╔══
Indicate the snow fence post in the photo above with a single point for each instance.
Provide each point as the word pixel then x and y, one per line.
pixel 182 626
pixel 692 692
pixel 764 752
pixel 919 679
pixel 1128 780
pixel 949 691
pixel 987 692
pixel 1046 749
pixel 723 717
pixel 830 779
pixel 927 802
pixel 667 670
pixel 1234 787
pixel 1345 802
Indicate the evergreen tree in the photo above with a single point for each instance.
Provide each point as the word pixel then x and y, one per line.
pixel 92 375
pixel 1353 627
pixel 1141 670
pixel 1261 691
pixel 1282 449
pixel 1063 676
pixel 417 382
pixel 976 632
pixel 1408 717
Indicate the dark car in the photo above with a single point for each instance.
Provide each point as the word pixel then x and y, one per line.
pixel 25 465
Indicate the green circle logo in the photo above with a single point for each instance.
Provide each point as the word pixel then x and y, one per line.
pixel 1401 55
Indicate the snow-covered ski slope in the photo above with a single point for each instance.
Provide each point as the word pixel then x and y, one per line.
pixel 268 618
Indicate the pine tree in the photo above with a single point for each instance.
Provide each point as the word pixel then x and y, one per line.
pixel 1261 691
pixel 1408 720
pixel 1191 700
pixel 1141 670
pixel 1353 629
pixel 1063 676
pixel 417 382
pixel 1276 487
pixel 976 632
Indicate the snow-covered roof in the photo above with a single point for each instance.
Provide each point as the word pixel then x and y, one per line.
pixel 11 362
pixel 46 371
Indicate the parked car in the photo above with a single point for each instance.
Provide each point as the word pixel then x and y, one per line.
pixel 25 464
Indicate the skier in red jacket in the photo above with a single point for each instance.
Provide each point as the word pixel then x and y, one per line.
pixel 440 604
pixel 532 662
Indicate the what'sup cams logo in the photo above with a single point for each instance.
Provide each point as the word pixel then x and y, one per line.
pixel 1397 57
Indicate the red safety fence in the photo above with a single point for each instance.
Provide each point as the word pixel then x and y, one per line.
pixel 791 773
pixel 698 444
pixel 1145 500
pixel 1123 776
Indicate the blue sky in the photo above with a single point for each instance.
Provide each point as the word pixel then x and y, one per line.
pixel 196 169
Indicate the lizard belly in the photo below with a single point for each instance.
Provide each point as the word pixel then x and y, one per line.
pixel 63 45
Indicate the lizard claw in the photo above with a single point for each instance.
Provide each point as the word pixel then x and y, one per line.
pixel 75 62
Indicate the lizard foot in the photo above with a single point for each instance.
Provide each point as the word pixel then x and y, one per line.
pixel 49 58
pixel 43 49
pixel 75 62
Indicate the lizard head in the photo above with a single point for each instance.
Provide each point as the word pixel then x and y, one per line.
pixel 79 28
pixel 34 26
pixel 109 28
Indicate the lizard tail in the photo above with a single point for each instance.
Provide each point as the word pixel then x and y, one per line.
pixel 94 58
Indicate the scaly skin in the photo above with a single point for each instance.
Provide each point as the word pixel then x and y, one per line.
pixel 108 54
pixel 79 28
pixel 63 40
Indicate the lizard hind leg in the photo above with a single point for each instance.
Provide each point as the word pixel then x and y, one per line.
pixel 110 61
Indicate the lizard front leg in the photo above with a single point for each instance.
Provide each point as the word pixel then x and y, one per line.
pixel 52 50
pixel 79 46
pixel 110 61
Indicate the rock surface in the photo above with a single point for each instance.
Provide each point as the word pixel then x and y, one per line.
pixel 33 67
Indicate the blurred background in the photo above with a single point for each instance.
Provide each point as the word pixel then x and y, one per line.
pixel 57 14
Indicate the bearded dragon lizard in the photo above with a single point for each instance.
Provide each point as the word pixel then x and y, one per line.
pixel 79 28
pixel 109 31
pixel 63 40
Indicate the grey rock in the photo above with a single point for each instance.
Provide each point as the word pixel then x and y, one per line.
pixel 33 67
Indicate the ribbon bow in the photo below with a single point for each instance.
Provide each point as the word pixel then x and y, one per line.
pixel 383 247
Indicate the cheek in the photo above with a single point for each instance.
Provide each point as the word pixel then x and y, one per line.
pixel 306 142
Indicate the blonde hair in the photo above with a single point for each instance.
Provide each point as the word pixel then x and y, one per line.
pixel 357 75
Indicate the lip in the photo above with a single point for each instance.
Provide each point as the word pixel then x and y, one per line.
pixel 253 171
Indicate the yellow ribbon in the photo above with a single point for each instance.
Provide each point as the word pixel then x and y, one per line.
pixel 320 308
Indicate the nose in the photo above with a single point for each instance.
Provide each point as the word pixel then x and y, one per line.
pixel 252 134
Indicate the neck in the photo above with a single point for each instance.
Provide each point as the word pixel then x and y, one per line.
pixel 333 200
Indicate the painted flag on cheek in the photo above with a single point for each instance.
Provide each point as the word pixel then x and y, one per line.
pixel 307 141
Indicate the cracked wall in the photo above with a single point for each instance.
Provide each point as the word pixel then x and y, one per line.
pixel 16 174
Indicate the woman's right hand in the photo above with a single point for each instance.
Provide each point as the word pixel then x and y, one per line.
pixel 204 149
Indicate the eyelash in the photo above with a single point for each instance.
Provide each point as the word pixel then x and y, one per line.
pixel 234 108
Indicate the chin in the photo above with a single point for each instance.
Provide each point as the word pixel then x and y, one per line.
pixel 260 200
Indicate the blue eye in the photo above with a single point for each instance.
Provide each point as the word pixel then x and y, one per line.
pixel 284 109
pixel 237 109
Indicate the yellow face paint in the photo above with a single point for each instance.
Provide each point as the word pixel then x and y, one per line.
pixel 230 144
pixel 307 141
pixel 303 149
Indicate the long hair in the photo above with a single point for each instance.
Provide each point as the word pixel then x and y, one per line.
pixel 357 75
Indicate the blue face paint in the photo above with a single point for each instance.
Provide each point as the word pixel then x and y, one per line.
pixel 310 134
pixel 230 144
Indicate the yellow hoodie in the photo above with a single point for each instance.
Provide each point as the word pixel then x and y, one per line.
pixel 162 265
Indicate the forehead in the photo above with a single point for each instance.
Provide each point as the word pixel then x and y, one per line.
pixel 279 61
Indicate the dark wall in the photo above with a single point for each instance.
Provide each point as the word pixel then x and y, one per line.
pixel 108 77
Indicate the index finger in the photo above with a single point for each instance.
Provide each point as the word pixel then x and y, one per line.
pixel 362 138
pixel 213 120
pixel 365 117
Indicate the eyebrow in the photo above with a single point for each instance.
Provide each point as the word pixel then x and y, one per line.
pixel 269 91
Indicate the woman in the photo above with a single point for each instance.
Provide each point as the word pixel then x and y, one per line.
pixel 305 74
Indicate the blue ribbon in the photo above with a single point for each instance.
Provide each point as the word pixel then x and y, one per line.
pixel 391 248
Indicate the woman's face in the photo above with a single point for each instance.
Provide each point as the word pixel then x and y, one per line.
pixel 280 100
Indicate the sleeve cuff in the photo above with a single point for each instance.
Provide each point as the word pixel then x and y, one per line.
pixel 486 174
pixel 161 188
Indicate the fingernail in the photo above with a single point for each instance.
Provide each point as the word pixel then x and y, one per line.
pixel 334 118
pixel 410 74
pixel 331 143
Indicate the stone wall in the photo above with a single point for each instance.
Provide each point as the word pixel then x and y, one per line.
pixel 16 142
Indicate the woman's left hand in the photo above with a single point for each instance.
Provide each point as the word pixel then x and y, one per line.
╚══
(Work instructions): Arrange all of the material above as a numbered list, omitting any blank lines.

(Completed exercise):
1. Indicate the snow fence post in the photo above with a single point for each instance.
2. Provide each point as the word pixel then x and y, one per line.
3. pixel 182 626
4. pixel 692 692
5. pixel 764 752
6. pixel 919 679
7. pixel 1128 780
8. pixel 949 691
9. pixel 987 692
10. pixel 1046 749
11. pixel 723 717
12. pixel 830 779
13. pixel 927 802
14. pixel 667 670
15. pixel 1234 787
16. pixel 1345 802
17. Indicate the evergreen tree in the photo above with a single point for each instance.
18. Provide each point as the word pixel then x and y, one per line.
19. pixel 92 375
20. pixel 1353 627
21. pixel 1141 670
22. pixel 1261 691
23. pixel 1282 449
24. pixel 1063 676
25. pixel 417 382
26. pixel 976 632
27. pixel 1408 717
28. Indicate the dark car in the photo above with a single point for each instance.
29. Provide each point as the word pixel then x and y, one per line.
30. pixel 25 465
31. Indicate the green circle logo in the photo above with a single point for each instance.
32. Provide each point as the word pixel then x and y, one per line.
33. pixel 1401 55
34. Indicate the snow-covered ski slope in the photo above with a single point for each instance.
35. Provide each point as the word pixel then x and y, one per line.
36. pixel 268 618
37. Indicate the pine tree in the photo above with a single point for each instance.
38. Provide each point as the word pixel then x and y, one per line.
39. pixel 1261 691
40. pixel 1408 720
41. pixel 1191 700
42. pixel 1141 670
43. pixel 1353 629
44. pixel 1063 676
45. pixel 417 382
46. pixel 1276 487
47. pixel 976 632
48. Indicate the snow-covered roof in the photo above with a single point for each instance.
49. Provide each point as the word pixel then x and y, one per line.
50. pixel 11 362
51. pixel 46 371
52. Indicate the parked car in the photo above with a single point for each instance.
53. Provide each point as the word pixel then x and y, one per line.
54. pixel 25 464
55. Indicate the skier in red jacket in the photo above with a single point for each instance.
56. Provide each point as the word pixel then x and y, one per line.
57. pixel 440 604
58. pixel 532 662
59. Indicate the what'sup cams logo in the photo above with a single point for each instance.
60. Provide each point as the word pixel then x and y, one per line.
61. pixel 1397 57
62. Indicate the red safety fence in the photo above with a single point for each instance.
63. Provide each point as the word pixel then x and y, one per line.
64. pixel 791 773
65. pixel 698 444
66. pixel 1145 500
67. pixel 1123 776
68. Indicate the blue sky in the photo above with a single point for each instance.
69. Provide each point as the word pixel then x and y, one per line.
70. pixel 196 169
71. Indicate the lizard belly in the photo below with a single point for each instance.
72. Provide each point as the word pixel then x and y, one per line.
73. pixel 63 45
74. Indicate the lizard claw in the photo above with a single point for each instance.
75. Provide each point as the word pixel then x and y, one per line.
76. pixel 75 62
77. Indicate the lizard foot in the photo above with a single point for each instance.
78. Provide each point as the word pixel then x and y, one per line.
79. pixel 49 58
80. pixel 43 49
81. pixel 75 62
82. Indicate the lizard head in the photo above with a single point for each instance.
83. Provide each point as the word pixel then x and y, one per line.
84. pixel 79 28
85. pixel 34 26
86. pixel 109 28
87. Indicate the lizard tail in the photo above with a single point for each instance.
88. Provide each point as the word pixel then x and y, one per line.
89. pixel 94 58
90. Indicate the scaly skin in the photo above with a single point for each instance.
91. Provide each point as the word pixel then x and y, one per line.
92. pixel 108 54
93. pixel 79 28
94. pixel 63 40
95. Indicate the lizard hind leg in the photo above with a single point for each instance.
96. Provide each point as the word pixel then x and y, one per line.
97. pixel 110 61
98. Indicate the lizard front leg in the photo above with a single point for each instance.
99. Provide each point as the word pixel then x and y, one per line.
100. pixel 52 50
101. pixel 79 46
102. pixel 110 61
103. Indicate the rock surface in the photo above with a single point for each instance.
104. Provide each point as the word pixel then x and y, one per line.
105. pixel 33 67
106. Indicate the blurred background in the photo above with a single point for each instance.
107. Provide each point as the word pixel then x and y, one per line.
108. pixel 57 14
109. Indicate the bearded dragon lizard in the photo above with a single point for each instance.
110. Provide each point as the word pixel then x and y, one per line.
111. pixel 79 28
112. pixel 109 31
113. pixel 63 40
114. Indicate the grey rock in the photo above with a single point for each instance.
115. Provide each point as the word pixel then x and y, one per line.
116. pixel 33 67
117. Indicate the ribbon bow in the photo below with a single point for each instance.
118. Provide each point as the word pixel then x and y, one per line.
119. pixel 383 247
120. Indicate the cheek in the photo above with a single point for each instance.
121. Provide each point as the word pixel then x and y, one per line.
122. pixel 306 142
123. Indicate the blonde hair in the photo above with a single point for each instance.
124. Provide each point as the word pixel then x and y, one per line.
125. pixel 357 75
126. Indicate the lip in the photo above with a single point for each instance.
127. Provide each point as the word pixel then x and y, one per line.
128. pixel 253 171
129. Indicate the yellow ribbon in the photo above with a single point for each instance.
130. Provide each point as the word pixel then x and y, one per line.
131. pixel 320 308
132. Indicate the nose in the photo above with a single point for each instance.
133. Provide each point as the word pixel then x and y, one per line.
134. pixel 252 134
135. Indicate the neck in the photo above with a single point for each instance.
136. Provide each point as the word pixel then x and y, one per line.
137. pixel 333 200
138. Indicate the painted flag on cheek in the photo above with a single point for each instance.
139. Provide each point as the word pixel then x and y, one per line.
140. pixel 307 141
141. Indicate the cracked wall in the photo above with a single point for each instance.
142. Provide each point as the word pixel then x and y, one per line.
143. pixel 16 174
144. Indicate the woman's right hand in the photo above with a single point for each instance.
145. Provide each point as the word pixel then x and y, one per line.
146. pixel 204 149
147. Indicate the eyelash in the photo above with a single point for each instance.
148. Provide each point as the word pixel then x and y, one per line.
149. pixel 234 108
150. Indicate the chin in the photo above with a single point for each instance.
151. Provide each point as the word pixel then x and y, one per line.
152. pixel 260 200
153. Indicate the blue eye in the photo above with a single point for each instance.
154. Provide each point as the word pixel then x and y, one per line.
155. pixel 284 109
156. pixel 237 109
157. Indicate the yellow face paint in the photo above with a single point for each instance.
158. Provide each point as the word pixel then x and y, one per line.
159. pixel 230 144
160. pixel 307 141
161. pixel 303 149
162. Indicate the long hair in the photo above with a single point for each instance.
163. Provide each point as the word pixel then x and y, one per line.
164. pixel 357 75
165. Indicate the blue face paint in the photo above with a single point for each instance.
166. Provide each point as the word pixel then x and y, one per line.
167. pixel 310 134
168. pixel 230 144
169. Indicate the yellow hoodie in the photo above with a single point for each instance.
170. Provide each point as the word pixel then x and y, one per line.
171. pixel 162 265
172. Indicate the forehead in the photo above with a single point for each instance.
173. Provide each point as the word pixel then x and y, one per line.
174. pixel 279 61
175. Indicate the dark wall in the photo above with a single point for each instance.
176. Provide each point as the word pixel then x and y, one per line.
177. pixel 108 77
178. Indicate the index finger in the photo above with a single point for each instance.
179. Provide each point as the word pixel then x and y, one per line.
180. pixel 362 138
181. pixel 213 120
182. pixel 365 117
183. Indicate the eyebrow in the photo above with a single point for each instance.
184. Provide each point as the word pixel then x and y, one per line.
185. pixel 269 91
186. Indicate the woman in the photo above with a single point for each instance.
187. Provide each point as the word pixel then x and y, one per line.
188. pixel 305 74
189. Indicate the blue ribbon in the photo above with a single point for each instance.
190. Provide each point as the word pixel then x and y, one per line.
191. pixel 391 248
192. Indicate the woman's face in the photo above with a single point for each instance.
193. Provide each point as the word pixel then x and y, one per line.
194. pixel 280 100
195. Indicate the sleeve cuff in the photo above with a single point for each instance.
196. Provide each point as the word pixel then x and y, one per line.
197. pixel 486 174
198. pixel 161 188
199. Indicate the fingernail in the photo above with a single point for each instance.
200. Provide each point as the word pixel then x and y, one per line.
201. pixel 334 118
202. pixel 410 74
203. pixel 331 143
204. Indicate the stone wall in the photo above with a single point for each instance.
205. Provide each point as the word pixel then x and y, one per line.
206. pixel 16 142
207. Indicate the woman's left hand in the photo above with a single point for each instance.
208. Provide each point as the word pixel then x and y, one per line.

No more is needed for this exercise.